From the passage on random matrix theory, reproduce word for word the stretch from "and δ(x) is" through "of matrix C_n,p.".
*** Opening Reading text ***
Double asymptotics and G-analysis

An example from random matrix theory

Random matrix theory (RMT) is a type of double-asymptotic analysis that is more focused on the analysis of spectral distribution of random matrices. The spectral distribution of random matrices is an important subject in multivariate analysis, as many statistics can be represented in terms of functionals of the spectral distribution of some matrices.⁷⁰ Let {x_i,j, i,j = 1,2,…} be a double array of i.i.d. random variables with mean zero and variance 1. Let $x_{j} ≜ {[x_{1, j}, x_{2, j}, ., x_{p, j}]}^{T}$ and define the data matrix X such that X = [x₁, x₂,., x_n]. The p × p sample covariance matrix is then defined by

C_{n, p} = \frac{1}{n - 1} \sum_{l = 1}^{n} (x_{l} - \bar{x}) {(x_{l} - \bar{x})}^{T} .

(26)

The empirical spectral distribution (ESD) of matrix C_n,p is given by

F_{C_{n, p}} (x) = \frac{1}{p} \sum_{i = 1}^{p} 1_{{λ_{i} (C_{n, p}) \leq x},}

(27)

where λ_i(C_n,p), i = 1,2,…,p are the eigenvalues of C_n,p and

1_{{\cdot}}

is the indicator function. We consider two cases: 1)

x_{i, j}

has a standard normal distribution; and 2)

x_{i, j}

is taken from {–1,+1} with equal probability. A fundamental problem in high-dimensional analysis is to study the convergence of sequence of

F_{C_{n, p}} (x)

The histograms in Figure 2A–C represent the empirical spectral distribution of one realization of matrix C_n,p for three cases in which p/n = 1/2 and, (a) p = 1,000 and n = 2,000; (b) p = 100 and n = 200; and (c) p = 20 and n = 40. Under a double-asymptotic regime where p ↠ ∞, n ↠ ∞, p/n ↠ c > 0, the empirical distribution converges almost surely to a nonrandom distribution function F_c with the density given by

f_{c} (x) = {(1 - 1 / c)}^{+} δ (x) + \frac{1}{2 π c x} \sqrt{{(x - x)}^{+} {(b - x)}^{+}},

(28)

where

a = {(1 - \sqrt{c})}^{2}, b = {(1 - \sqrt{c})}^{2}

and δ(x) is the delta function. This result was obtained by Marčenko and Pastur in 1967⁷¹ and today is referred to as the M-P law. As we see in these histograms, for relatively large values of p and n [Figs. 2(A), (B)], there is a substantial agreement between the M-P law and the ESD of one realization of matrix C_n,p.

Figure 2

(A)–(C) Comparing the empirical spectral distribution of one realization of the covariance matrix with the limiting spectral distribution: (A) p = 1,000, n = 2,000; (B) p = 100, n = 200; (C) p = 20, n = 40. (D), (E) Comparing the average empirical spectral distribution of N realizations of the covariance matrix with the limiting spectral distribution: (D) p = 1,000, n = 2,000, and N = 10; (E) p = 100, n = 200, and N = 100; (F) p = 20, n = 40, and N = 10,000. Marčenko and Pastur⁷¹ obtained the closed-form solution of the limiting spectral distribution by using the double-asymptotic framework.

Figure 2D–2F show the result of comparison between the average empirical spectral distribution of N realizations of covariance matrix C_n,p with the limiting spectral distribution in which N is 10, 100, and 10,000, for p = 1,000, 100, and 20, respectively (p/n = 1/2). As we see, there is a substantial agreement between the average empirical distribution and the M-P law in all three cases. Convergence of histograms in Figures 2A and 2D to the same limiting density presents an interesting property of the double-asymptotic regime; to wit, in this asymptotic regime the dependencies of the results on the realization of C_n,p disappear. Furthermore, the result is independent of the distribution of the elements in the double array: for both normal and binary random variables the limiting spectral distributions are identical.
*** Closing Reading text ***
*** Opening Record extracts ***
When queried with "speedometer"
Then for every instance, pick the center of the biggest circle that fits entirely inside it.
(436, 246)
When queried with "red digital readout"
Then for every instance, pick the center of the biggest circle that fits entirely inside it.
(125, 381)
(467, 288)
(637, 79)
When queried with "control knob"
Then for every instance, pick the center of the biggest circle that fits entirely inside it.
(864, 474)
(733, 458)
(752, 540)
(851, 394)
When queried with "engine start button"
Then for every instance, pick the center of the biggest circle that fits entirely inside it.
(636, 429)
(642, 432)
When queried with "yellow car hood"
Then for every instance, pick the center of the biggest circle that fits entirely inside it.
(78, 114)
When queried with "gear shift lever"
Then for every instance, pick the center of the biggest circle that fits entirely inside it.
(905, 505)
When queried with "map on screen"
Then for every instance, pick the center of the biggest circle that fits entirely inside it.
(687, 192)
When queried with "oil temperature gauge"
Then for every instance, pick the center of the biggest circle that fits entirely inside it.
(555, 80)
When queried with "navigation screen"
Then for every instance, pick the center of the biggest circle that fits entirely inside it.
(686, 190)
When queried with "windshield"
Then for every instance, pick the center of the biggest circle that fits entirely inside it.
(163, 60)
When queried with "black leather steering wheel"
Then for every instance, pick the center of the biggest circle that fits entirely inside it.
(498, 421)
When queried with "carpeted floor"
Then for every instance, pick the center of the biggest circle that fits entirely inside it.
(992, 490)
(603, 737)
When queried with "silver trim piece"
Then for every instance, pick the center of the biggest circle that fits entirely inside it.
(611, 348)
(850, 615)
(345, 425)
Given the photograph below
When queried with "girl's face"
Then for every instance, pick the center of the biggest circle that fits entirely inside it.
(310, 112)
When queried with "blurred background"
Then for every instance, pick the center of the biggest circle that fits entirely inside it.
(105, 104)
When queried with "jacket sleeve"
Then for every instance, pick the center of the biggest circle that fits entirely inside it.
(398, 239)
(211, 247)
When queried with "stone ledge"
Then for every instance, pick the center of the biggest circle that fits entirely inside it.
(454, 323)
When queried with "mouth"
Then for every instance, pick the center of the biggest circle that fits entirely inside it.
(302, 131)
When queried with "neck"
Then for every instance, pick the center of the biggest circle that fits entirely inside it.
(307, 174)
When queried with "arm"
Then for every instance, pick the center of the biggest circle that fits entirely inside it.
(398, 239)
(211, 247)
*** Closing Record extracts ***
Solution to this task:
and δ(x) is the delta function. This result was obtained by Marčenko and Pastur in 1967⁷¹ and today is referred to as the M-P law. As we see in these histograms, for relatively large values of p and n [Figs. 2(A), (B)], there is a substantial agreement between the M-P law and the ESD of one realization of matrix C_n,p.